Count the lines below that contain the string "sedan", treating uppercase and lowercase letters as different. Give only the number.

::: Available records

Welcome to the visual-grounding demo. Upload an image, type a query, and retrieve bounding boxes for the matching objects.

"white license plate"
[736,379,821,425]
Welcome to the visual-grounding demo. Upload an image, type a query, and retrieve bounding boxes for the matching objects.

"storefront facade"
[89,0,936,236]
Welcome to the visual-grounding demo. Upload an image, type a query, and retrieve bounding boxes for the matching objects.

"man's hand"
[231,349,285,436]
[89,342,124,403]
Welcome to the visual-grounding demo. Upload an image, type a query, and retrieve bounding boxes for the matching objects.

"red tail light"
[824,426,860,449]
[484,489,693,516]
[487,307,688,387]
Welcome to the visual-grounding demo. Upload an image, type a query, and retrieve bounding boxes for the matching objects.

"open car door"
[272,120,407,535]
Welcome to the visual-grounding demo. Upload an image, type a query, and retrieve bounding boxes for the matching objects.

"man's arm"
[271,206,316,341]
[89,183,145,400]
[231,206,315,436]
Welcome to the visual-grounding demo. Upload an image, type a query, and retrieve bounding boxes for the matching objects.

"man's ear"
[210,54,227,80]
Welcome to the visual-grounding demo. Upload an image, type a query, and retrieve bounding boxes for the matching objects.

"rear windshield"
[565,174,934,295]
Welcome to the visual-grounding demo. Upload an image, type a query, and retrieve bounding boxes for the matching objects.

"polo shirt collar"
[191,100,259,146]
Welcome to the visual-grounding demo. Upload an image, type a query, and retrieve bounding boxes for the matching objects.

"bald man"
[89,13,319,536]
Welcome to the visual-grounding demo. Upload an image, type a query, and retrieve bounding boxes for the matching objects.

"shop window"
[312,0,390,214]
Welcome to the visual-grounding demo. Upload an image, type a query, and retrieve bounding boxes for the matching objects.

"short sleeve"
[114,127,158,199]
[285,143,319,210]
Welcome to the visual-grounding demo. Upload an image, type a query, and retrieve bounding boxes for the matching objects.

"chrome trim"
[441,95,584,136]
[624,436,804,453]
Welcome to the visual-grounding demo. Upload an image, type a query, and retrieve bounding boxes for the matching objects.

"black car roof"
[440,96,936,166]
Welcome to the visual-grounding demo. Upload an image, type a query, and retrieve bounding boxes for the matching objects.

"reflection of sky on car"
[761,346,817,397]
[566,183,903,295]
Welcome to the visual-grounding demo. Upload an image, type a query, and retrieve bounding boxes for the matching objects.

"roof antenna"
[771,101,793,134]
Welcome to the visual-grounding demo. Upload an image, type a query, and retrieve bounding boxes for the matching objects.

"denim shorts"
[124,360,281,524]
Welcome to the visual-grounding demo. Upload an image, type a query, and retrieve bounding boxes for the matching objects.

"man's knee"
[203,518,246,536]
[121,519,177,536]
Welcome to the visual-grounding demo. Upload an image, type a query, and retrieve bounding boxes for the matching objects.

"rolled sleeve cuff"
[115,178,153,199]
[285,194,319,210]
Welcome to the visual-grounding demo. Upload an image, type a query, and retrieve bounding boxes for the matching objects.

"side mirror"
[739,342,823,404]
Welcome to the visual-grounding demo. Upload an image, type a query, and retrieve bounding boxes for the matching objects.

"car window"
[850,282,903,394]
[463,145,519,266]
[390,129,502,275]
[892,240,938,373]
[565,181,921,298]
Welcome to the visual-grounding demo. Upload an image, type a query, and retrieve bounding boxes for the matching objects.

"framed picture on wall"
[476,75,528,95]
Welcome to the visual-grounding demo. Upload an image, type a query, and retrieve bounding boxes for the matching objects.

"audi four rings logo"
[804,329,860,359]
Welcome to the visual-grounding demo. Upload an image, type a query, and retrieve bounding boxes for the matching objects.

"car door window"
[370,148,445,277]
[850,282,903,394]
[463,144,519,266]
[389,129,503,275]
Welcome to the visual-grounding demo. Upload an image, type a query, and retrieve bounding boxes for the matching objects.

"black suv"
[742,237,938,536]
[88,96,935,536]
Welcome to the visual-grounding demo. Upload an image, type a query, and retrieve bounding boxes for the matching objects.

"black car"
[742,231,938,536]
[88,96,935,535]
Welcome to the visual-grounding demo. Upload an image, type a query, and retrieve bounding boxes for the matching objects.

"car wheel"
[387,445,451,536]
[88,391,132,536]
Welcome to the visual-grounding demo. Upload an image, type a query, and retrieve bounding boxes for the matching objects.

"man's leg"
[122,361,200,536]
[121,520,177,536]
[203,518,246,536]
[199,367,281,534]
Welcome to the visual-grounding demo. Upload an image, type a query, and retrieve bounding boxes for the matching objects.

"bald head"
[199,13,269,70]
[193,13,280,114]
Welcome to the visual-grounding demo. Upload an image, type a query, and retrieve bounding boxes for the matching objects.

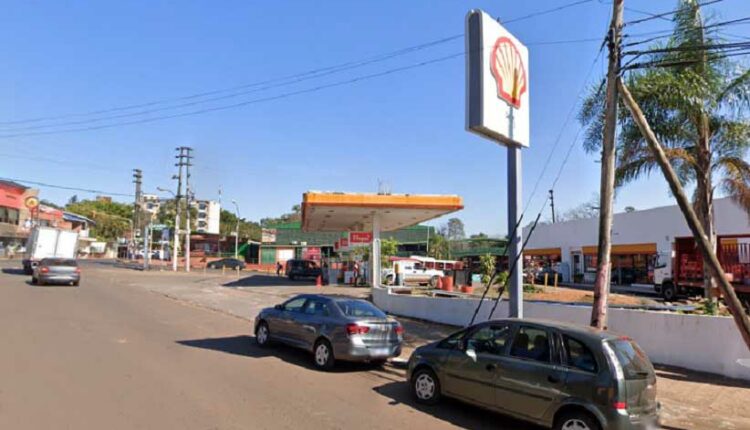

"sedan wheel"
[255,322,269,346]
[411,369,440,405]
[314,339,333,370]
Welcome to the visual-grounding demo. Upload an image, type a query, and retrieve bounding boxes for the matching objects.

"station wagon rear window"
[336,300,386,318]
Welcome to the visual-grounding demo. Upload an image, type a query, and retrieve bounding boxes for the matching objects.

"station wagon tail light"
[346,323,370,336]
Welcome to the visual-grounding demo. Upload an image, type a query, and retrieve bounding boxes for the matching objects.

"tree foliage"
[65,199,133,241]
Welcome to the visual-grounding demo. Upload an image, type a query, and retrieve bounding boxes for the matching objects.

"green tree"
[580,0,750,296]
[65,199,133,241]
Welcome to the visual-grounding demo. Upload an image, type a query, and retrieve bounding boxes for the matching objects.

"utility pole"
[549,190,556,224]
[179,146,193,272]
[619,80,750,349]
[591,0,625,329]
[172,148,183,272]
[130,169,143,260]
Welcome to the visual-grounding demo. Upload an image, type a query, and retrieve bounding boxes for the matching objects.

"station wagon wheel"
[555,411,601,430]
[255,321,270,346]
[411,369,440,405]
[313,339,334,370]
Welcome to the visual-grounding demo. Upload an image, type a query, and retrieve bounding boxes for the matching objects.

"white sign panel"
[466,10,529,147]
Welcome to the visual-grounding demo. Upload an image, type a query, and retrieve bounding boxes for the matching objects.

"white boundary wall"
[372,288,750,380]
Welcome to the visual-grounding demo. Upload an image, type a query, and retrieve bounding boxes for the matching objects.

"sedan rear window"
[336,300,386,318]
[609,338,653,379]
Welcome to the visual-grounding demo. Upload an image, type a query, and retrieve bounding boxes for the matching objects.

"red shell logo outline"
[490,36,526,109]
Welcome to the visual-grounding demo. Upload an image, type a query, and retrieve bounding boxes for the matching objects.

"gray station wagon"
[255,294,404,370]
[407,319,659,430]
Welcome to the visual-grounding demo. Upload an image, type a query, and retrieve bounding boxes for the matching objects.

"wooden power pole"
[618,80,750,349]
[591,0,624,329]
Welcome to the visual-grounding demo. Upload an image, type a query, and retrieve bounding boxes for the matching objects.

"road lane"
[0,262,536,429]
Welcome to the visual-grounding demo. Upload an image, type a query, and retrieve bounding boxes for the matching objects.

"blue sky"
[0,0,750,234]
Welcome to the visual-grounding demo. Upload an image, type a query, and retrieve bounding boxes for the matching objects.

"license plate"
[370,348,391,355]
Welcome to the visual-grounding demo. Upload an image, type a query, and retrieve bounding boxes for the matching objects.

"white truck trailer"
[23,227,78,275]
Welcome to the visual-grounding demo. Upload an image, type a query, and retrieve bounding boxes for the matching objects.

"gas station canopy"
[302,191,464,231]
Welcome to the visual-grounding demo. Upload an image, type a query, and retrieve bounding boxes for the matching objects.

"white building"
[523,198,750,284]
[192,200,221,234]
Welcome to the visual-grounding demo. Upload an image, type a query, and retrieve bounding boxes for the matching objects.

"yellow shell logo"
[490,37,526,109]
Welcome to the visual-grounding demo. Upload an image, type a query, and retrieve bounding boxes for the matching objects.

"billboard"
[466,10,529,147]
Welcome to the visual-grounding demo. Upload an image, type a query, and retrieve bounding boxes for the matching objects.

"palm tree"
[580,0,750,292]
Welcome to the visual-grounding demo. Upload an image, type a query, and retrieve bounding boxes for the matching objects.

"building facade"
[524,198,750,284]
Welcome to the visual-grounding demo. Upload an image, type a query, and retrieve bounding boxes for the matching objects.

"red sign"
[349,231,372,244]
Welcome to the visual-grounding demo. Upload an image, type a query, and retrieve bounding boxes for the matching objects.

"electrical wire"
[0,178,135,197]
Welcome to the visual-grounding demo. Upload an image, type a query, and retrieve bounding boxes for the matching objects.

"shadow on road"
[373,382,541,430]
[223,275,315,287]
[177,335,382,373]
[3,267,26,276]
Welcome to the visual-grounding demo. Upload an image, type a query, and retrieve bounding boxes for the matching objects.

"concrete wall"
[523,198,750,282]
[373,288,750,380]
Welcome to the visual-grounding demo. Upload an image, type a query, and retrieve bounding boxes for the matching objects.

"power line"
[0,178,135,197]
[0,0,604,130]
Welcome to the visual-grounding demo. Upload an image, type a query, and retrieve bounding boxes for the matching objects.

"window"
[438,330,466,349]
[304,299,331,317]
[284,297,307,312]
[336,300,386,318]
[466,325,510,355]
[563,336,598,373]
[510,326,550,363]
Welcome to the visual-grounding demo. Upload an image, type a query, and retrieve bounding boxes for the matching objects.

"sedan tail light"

::::::

Written answer: 3